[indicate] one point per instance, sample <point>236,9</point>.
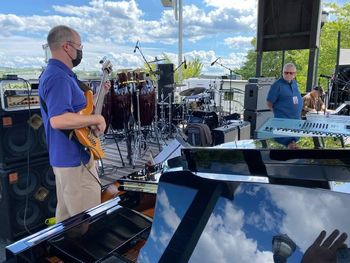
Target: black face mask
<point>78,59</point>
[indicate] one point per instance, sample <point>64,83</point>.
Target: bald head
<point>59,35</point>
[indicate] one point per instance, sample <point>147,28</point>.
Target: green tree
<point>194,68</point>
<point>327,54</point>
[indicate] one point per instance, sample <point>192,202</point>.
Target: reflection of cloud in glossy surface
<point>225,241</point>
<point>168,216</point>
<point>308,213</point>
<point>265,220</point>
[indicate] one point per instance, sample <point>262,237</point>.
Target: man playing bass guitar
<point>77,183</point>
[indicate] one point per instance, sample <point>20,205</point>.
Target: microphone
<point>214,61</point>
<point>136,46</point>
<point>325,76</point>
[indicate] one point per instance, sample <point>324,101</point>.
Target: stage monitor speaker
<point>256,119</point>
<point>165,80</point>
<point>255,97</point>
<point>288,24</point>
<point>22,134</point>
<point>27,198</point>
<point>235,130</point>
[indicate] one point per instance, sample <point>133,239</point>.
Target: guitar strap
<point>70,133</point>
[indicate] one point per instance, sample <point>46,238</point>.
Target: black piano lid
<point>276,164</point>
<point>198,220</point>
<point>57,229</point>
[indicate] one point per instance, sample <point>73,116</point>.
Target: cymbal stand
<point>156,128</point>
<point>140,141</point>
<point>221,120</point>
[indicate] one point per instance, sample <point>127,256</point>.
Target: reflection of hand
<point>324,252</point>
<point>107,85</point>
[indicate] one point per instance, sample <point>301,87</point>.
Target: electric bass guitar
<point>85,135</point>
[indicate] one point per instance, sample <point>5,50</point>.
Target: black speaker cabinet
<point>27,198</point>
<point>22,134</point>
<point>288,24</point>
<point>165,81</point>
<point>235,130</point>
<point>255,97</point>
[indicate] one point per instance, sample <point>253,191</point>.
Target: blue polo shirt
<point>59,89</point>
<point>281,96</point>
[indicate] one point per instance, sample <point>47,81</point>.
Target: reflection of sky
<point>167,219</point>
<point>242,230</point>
★ ★ ★ ★
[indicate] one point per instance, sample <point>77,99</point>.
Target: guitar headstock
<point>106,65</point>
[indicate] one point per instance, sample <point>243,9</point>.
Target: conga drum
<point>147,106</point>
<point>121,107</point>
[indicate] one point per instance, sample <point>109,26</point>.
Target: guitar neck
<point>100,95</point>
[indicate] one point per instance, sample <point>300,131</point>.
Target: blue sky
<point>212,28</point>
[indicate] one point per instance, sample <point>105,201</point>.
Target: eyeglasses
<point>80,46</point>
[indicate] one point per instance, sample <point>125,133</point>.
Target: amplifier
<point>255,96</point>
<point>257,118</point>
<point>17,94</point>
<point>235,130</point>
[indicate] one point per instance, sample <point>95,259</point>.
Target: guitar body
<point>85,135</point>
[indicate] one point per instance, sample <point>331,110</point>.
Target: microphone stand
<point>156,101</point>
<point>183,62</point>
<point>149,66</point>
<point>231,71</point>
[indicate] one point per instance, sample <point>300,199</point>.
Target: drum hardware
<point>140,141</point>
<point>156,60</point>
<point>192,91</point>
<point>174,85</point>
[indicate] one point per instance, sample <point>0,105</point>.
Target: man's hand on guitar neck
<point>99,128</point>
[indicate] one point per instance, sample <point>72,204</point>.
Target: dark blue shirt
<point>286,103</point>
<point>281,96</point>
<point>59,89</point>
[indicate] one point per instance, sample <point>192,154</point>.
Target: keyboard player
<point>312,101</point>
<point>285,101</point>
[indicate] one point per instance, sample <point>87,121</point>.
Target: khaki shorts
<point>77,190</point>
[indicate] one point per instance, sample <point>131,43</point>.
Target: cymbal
★ ★ ★ ★
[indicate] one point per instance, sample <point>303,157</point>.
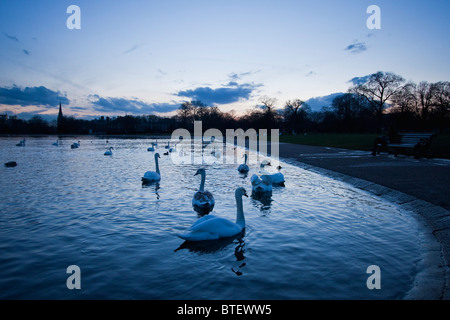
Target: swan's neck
★ ★ ★ ★
--- What you should do ---
Can you arrange the lines above into a numbered list, starting at the line that contains "[indicate] one point per instance, sample <point>20,205</point>." and ending at the line that contains "<point>242,230</point>", with both of those lines included and any blank lines left out?

--- Answer for the task ---
1. [indicate] one point per instance, sample <point>20,205</point>.
2. Target: microphone
3. <point>214,61</point>
4. <point>136,46</point>
5. <point>325,76</point>
6. [indicate] one point per instance, sample <point>324,101</point>.
7. Target: stage monitor speaker
8. <point>256,119</point>
9. <point>165,80</point>
10. <point>255,97</point>
11. <point>288,24</point>
12. <point>22,134</point>
13. <point>27,198</point>
14. <point>235,130</point>
15. [indicate] one point per instance, sample <point>133,239</point>.
16. Target: guitar strap
17. <point>70,133</point>
18. [indicate] one point per instance, sample <point>46,238</point>.
19. Target: black piano lid
20. <point>276,164</point>
21. <point>198,220</point>
22. <point>57,229</point>
23. [indicate] one point per instance, sample <point>73,116</point>.
24. Target: cymbal stand
25. <point>156,128</point>
26. <point>140,141</point>
27. <point>221,120</point>
28. [indicate] one point per instance, sample <point>127,256</point>.
29. Target: reflection of hand
30. <point>324,252</point>
31. <point>107,85</point>
32. [indicate] one point per instance, sample <point>301,87</point>.
33. Target: electric bass guitar
34. <point>85,135</point>
35. [indicate] one point per instance, sample <point>5,50</point>.
36. Target: black speaker cabinet
37. <point>27,198</point>
38. <point>22,134</point>
39. <point>288,24</point>
40. <point>165,81</point>
41. <point>235,130</point>
42. <point>255,97</point>
43. [indicate] one point per instance, sample <point>253,191</point>.
44. Target: blue polo shirt
45. <point>59,89</point>
46. <point>281,96</point>
47. [indicate] one point per instance, sample <point>47,81</point>.
48. Target: reflection of sky
49. <point>167,219</point>
50. <point>242,230</point>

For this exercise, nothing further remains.